**How to complete this task**
Everything in the records must be copied exactly except the pictures.

==== Dataset entries ====

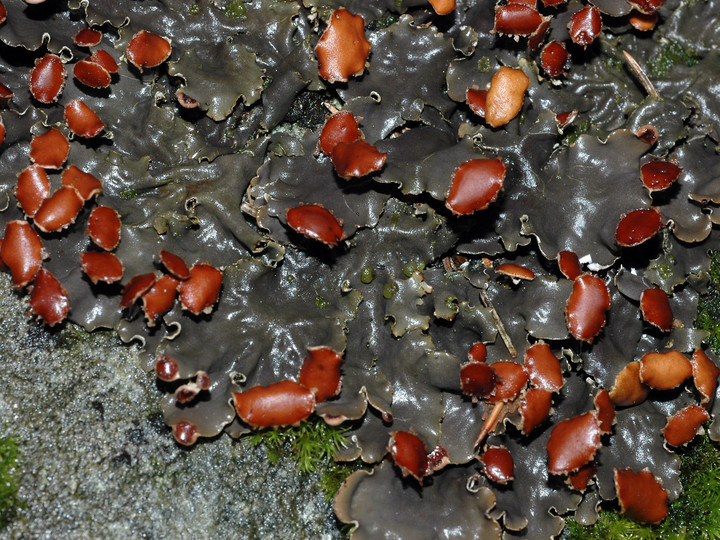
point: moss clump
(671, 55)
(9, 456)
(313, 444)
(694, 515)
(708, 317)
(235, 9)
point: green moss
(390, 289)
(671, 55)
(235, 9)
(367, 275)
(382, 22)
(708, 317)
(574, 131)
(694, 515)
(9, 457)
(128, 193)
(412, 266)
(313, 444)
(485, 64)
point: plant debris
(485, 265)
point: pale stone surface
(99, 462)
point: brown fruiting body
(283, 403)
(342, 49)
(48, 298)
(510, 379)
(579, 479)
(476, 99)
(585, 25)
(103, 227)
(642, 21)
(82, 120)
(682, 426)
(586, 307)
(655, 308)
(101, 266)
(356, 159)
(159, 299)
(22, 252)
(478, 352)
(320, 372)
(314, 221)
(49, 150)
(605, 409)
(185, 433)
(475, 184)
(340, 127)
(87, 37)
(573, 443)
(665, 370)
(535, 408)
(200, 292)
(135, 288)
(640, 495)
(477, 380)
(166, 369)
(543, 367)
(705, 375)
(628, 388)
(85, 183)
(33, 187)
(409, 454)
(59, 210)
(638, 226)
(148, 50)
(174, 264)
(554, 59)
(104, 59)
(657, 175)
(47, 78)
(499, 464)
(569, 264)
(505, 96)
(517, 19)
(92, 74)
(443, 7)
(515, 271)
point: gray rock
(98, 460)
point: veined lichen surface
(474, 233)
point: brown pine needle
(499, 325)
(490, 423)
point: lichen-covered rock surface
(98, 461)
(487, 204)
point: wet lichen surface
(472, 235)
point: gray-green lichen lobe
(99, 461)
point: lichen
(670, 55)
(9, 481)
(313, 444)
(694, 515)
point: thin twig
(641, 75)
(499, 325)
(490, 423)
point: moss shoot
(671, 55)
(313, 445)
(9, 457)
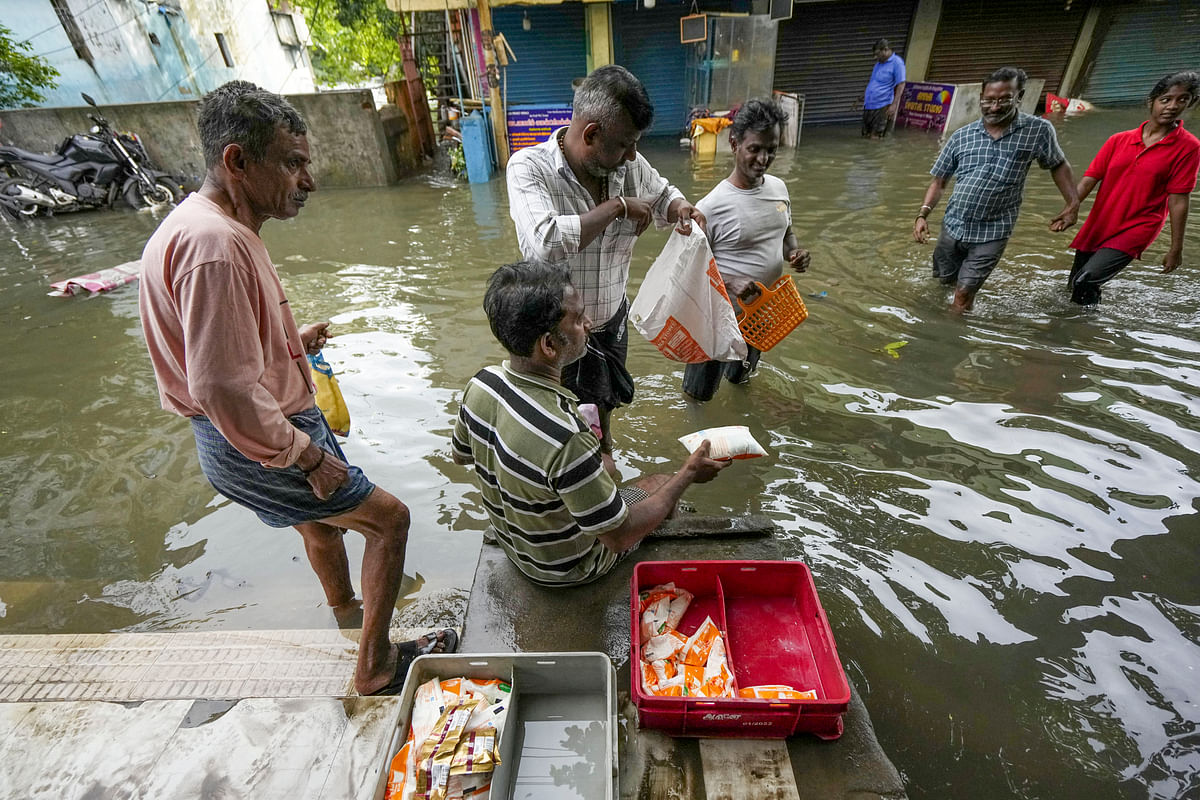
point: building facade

====

**Exercise answer**
point: moss clump
(671, 55)
(9, 456)
(313, 444)
(694, 515)
(708, 317)
(235, 9)
point: green moss
(390, 289)
(671, 55)
(235, 9)
(367, 275)
(382, 22)
(708, 317)
(574, 131)
(694, 515)
(9, 457)
(128, 193)
(412, 266)
(313, 444)
(485, 64)
point: plant debris
(485, 265)
point: pale stone surface
(99, 462)
point: brown fruiting body
(283, 403)
(342, 49)
(48, 298)
(510, 379)
(579, 479)
(476, 99)
(585, 25)
(103, 227)
(642, 21)
(82, 120)
(682, 426)
(586, 307)
(655, 308)
(101, 266)
(356, 159)
(159, 299)
(22, 252)
(478, 352)
(320, 372)
(314, 221)
(49, 150)
(605, 409)
(185, 433)
(475, 184)
(340, 127)
(87, 37)
(573, 443)
(665, 370)
(535, 408)
(200, 292)
(135, 288)
(640, 495)
(477, 380)
(166, 369)
(543, 367)
(705, 375)
(628, 388)
(85, 183)
(33, 187)
(409, 454)
(59, 210)
(638, 226)
(148, 50)
(174, 264)
(554, 59)
(104, 59)
(657, 175)
(47, 78)
(499, 464)
(569, 264)
(505, 96)
(517, 19)
(92, 74)
(443, 7)
(515, 271)
point: gray rock
(98, 460)
point: veined lichen surface
(474, 233)
point: brown pine needle
(499, 325)
(490, 423)
point: lichen-covered rock surface
(98, 461)
(487, 204)
point: wet lichen surface
(472, 235)
point: gray-green lichen lobe
(99, 461)
point: lichen
(670, 55)
(9, 481)
(313, 444)
(694, 515)
point: thin twig
(641, 75)
(499, 325)
(490, 423)
point: moss shoot
(671, 55)
(313, 445)
(9, 457)
point: building facade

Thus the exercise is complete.